-- BEGIN Records for the exercise --

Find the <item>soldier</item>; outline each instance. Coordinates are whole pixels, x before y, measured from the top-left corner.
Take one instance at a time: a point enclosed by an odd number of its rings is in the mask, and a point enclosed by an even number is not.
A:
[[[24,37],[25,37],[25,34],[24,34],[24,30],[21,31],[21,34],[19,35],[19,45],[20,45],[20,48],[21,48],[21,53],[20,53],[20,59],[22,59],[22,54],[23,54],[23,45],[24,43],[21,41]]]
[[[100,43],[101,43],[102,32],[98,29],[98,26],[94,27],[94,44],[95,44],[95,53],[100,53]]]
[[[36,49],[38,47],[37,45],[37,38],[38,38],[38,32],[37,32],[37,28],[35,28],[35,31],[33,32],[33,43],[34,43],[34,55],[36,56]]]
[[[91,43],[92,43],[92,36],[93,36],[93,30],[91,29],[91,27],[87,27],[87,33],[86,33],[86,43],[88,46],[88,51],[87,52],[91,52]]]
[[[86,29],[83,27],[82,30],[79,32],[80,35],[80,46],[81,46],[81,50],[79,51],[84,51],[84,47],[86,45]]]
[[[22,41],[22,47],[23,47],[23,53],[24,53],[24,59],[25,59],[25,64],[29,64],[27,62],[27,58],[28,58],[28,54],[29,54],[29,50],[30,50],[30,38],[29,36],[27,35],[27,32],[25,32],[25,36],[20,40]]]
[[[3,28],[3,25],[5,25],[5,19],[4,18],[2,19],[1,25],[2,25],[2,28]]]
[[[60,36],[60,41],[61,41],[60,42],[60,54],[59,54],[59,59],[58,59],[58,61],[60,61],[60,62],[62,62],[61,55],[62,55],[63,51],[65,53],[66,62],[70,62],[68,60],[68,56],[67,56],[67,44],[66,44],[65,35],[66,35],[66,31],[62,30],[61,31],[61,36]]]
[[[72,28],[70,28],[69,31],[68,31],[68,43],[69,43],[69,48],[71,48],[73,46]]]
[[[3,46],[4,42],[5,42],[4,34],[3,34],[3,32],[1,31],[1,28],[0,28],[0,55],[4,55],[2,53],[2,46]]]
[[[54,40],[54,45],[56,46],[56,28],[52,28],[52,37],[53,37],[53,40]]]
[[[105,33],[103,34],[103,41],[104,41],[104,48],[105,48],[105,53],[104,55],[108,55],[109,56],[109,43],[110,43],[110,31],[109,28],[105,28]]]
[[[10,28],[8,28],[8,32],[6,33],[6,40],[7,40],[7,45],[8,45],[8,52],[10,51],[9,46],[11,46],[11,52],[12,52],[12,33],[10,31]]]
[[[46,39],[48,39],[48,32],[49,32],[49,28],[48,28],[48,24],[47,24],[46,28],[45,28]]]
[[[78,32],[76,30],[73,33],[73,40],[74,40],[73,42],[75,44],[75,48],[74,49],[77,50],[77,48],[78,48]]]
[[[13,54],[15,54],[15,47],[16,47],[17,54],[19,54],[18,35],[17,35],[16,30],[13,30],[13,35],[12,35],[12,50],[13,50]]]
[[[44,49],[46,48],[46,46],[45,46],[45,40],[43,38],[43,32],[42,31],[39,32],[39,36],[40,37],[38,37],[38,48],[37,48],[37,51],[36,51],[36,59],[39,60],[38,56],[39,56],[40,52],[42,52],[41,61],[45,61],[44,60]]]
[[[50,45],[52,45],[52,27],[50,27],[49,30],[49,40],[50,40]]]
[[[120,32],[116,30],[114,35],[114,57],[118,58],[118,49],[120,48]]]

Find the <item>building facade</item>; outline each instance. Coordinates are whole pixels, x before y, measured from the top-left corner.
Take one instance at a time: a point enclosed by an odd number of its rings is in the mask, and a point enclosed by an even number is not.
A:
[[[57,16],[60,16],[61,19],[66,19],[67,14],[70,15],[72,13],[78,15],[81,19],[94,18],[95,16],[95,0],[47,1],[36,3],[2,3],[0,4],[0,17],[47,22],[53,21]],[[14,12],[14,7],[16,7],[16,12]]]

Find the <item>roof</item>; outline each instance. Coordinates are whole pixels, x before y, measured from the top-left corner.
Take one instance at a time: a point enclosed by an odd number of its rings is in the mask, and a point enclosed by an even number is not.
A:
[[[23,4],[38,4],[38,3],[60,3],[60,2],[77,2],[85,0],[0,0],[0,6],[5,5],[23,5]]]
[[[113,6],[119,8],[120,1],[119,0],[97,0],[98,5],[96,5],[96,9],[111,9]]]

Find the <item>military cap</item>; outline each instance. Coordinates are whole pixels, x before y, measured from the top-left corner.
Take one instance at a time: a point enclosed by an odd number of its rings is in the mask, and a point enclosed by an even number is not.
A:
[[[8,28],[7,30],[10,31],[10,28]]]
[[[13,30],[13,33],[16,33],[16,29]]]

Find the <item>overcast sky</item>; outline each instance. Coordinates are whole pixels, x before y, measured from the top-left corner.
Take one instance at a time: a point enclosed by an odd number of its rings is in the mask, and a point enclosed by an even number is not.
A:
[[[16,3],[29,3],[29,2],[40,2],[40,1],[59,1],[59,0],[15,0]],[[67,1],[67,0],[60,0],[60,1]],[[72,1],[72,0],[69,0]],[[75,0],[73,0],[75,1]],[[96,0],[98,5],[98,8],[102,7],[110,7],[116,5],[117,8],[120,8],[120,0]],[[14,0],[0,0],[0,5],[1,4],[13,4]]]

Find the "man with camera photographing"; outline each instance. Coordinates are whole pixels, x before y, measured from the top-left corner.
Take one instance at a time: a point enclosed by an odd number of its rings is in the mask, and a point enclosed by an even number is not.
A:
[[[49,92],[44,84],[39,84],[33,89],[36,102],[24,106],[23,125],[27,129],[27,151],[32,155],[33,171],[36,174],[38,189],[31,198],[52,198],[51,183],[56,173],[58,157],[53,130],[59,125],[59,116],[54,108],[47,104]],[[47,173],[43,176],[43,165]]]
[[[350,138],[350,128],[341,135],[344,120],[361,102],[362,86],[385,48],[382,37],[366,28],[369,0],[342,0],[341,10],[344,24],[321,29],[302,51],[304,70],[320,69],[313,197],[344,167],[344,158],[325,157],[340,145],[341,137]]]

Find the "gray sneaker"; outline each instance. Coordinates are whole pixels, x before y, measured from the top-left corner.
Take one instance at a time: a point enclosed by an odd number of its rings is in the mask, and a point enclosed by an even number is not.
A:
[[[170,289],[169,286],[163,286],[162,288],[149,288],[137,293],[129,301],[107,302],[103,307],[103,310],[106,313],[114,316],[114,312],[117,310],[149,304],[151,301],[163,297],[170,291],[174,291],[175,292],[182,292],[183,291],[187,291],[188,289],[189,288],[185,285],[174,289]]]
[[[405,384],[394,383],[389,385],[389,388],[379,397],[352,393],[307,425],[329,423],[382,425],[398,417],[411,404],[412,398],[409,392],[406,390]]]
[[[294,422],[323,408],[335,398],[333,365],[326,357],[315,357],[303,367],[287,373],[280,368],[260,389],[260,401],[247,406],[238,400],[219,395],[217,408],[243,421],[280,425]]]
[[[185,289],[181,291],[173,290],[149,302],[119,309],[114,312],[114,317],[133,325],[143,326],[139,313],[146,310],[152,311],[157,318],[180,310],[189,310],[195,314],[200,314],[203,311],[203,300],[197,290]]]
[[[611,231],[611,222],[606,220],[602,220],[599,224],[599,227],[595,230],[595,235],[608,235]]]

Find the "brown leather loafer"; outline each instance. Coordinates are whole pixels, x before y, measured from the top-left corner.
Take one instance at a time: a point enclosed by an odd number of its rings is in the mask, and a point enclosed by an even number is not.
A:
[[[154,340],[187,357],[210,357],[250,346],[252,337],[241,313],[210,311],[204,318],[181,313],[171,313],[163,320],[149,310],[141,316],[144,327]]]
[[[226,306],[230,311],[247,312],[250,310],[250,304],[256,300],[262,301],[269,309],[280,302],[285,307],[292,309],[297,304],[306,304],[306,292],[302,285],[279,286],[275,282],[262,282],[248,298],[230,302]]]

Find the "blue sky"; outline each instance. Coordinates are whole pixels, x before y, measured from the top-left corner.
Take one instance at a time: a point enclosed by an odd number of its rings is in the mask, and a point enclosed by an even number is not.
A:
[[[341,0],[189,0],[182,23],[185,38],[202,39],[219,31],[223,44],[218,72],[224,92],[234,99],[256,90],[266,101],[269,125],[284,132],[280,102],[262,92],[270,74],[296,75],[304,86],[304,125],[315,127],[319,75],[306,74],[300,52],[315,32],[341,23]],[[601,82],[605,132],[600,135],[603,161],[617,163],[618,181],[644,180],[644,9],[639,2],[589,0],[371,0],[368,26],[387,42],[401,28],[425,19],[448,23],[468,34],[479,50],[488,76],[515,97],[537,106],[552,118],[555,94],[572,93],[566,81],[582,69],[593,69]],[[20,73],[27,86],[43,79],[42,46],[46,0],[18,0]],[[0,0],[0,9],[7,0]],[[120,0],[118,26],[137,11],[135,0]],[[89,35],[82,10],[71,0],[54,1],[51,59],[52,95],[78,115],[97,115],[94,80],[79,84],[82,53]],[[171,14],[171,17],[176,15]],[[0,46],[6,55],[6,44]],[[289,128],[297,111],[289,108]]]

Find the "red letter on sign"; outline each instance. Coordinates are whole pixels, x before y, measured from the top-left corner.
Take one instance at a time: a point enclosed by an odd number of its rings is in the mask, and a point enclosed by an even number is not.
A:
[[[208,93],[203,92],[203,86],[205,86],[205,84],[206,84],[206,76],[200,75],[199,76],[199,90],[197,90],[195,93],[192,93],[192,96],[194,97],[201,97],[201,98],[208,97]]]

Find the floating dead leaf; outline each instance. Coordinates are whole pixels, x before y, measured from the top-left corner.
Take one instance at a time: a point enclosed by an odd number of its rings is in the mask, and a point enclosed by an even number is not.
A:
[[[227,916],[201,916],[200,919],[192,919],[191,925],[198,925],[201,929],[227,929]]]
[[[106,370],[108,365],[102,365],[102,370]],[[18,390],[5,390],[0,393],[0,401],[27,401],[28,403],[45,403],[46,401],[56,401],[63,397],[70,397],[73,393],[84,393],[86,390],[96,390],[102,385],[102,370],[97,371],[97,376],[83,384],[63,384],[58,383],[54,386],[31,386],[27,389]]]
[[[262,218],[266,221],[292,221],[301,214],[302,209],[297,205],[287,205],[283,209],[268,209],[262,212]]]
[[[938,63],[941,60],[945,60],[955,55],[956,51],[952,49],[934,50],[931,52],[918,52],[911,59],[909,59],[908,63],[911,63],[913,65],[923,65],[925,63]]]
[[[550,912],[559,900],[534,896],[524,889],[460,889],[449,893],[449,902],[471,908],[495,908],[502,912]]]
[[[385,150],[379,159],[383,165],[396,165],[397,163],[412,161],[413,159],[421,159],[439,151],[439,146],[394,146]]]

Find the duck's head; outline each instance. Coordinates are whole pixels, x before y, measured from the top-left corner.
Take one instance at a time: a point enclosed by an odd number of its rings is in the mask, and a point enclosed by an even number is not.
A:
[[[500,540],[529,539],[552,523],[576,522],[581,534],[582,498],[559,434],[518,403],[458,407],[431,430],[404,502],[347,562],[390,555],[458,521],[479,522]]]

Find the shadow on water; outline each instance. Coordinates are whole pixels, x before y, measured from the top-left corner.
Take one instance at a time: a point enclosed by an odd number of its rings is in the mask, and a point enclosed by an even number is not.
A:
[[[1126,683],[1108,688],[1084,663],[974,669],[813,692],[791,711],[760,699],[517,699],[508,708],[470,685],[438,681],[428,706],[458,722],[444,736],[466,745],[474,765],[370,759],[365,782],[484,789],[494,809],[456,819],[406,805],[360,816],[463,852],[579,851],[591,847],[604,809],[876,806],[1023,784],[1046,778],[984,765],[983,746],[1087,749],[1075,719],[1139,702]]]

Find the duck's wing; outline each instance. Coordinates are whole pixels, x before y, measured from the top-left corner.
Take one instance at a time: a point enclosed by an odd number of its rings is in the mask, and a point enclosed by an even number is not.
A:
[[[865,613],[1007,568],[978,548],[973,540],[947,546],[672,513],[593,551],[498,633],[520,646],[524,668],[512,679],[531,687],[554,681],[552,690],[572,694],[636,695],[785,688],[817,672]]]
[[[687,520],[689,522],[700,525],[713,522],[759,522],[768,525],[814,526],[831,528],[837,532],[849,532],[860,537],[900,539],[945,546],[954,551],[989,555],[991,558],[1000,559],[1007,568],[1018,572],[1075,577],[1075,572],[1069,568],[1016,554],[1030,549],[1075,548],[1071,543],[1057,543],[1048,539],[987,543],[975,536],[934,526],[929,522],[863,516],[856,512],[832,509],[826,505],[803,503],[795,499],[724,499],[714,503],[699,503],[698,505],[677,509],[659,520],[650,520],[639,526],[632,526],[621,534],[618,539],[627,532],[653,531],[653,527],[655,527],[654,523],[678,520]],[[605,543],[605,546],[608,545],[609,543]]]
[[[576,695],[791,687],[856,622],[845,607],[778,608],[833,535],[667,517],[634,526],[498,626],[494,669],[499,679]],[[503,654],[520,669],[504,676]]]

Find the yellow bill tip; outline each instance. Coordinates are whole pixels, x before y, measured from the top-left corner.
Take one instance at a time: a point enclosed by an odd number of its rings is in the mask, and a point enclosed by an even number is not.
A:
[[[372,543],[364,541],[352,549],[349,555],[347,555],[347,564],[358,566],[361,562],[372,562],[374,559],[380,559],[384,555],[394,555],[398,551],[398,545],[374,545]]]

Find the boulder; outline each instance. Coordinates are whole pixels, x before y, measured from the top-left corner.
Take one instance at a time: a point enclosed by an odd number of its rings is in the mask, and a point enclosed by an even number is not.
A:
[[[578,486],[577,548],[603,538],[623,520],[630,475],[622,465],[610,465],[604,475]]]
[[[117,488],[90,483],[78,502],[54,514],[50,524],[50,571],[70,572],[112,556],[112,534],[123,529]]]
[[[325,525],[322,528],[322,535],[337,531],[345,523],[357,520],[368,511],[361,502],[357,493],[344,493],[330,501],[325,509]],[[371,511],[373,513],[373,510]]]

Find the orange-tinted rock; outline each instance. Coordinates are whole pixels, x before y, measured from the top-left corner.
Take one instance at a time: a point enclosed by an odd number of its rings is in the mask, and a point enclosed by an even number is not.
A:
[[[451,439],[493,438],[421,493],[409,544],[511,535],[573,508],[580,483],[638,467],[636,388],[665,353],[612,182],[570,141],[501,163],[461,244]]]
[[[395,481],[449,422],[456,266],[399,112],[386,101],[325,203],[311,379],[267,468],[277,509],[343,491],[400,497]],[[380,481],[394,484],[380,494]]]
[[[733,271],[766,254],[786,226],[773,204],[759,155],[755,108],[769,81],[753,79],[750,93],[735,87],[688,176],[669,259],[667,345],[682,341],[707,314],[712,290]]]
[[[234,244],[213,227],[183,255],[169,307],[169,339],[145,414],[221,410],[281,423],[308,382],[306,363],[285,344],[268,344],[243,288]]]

-- END Records for the exercise --

## Direction
Recast as a Markdown table, with columns headed Row and Line, every line from the one that contains "Find the orange-tinted" through the end of the items, numbering the rows and leaving out blank lines.

## The reply
| Row | Line |
|---|---|
| 1 | Find the orange-tinted rock; outline each instance. Coordinates are whole pixels, x before y, measured from the top-left corner. |
| 2 | Take one instance at a time: a point enclosed by an odd number of its rings is in the mask, and a point enclosed by an even number is not. |
| 3 | A: |
| 4 | [[[451,439],[493,438],[421,493],[409,544],[511,535],[573,508],[580,483],[638,467],[636,388],[665,353],[612,182],[570,141],[501,163],[461,244]]] |
| 5 | [[[395,481],[449,422],[456,266],[399,112],[386,101],[325,203],[311,379],[267,468],[277,509],[343,491],[400,497]],[[380,481],[394,484],[380,494]]] |
| 6 | [[[733,271],[766,254],[786,226],[773,204],[759,155],[755,108],[769,81],[753,79],[750,93],[735,87],[688,176],[669,259],[667,345],[682,341],[707,314],[712,290]]] |
| 7 | [[[234,244],[213,227],[183,255],[169,307],[169,339],[145,414],[221,410],[281,423],[308,382],[306,363],[285,344],[268,344],[243,288]]] |